§ Aim
Copy the material below from the line containing "serrated leaf and return the coordinates." through the end of the material, keeping every line, and adjust each coordinate in the answers by -103.

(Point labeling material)
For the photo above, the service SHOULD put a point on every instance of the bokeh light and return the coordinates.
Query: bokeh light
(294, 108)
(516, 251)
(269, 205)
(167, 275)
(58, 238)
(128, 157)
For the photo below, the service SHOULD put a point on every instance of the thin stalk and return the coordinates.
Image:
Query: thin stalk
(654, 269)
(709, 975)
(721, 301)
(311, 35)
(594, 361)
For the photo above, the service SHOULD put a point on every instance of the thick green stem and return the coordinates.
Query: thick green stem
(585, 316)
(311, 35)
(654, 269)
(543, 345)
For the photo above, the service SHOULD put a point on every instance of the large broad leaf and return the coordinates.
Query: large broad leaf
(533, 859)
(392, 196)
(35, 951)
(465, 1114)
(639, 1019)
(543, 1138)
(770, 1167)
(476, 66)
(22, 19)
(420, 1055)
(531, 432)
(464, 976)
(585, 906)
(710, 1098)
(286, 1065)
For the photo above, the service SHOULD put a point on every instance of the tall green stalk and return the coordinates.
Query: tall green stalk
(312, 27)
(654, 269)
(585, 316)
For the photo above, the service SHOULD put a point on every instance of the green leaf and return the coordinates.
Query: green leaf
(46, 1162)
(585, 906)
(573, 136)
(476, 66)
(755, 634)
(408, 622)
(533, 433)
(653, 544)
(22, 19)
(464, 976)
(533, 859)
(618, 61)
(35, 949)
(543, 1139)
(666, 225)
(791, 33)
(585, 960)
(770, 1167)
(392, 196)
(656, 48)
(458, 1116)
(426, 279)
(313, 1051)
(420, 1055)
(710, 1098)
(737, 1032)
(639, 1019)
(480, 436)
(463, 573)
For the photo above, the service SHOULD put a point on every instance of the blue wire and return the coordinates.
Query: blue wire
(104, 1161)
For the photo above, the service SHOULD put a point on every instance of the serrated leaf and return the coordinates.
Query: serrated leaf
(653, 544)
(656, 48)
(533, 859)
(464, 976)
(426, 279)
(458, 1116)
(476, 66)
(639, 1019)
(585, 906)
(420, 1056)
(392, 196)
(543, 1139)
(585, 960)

§ Full answer
For the photo above, the service SHOULD put a point on every instance of the serrated leaf and return the coordinates.
Query: serrated leaf
(550, 441)
(553, -55)
(430, 756)
(361, 873)
(323, 176)
(355, 1013)
(373, -37)
(536, 916)
(482, 803)
(317, 953)
(289, 93)
(440, 1036)
(482, 857)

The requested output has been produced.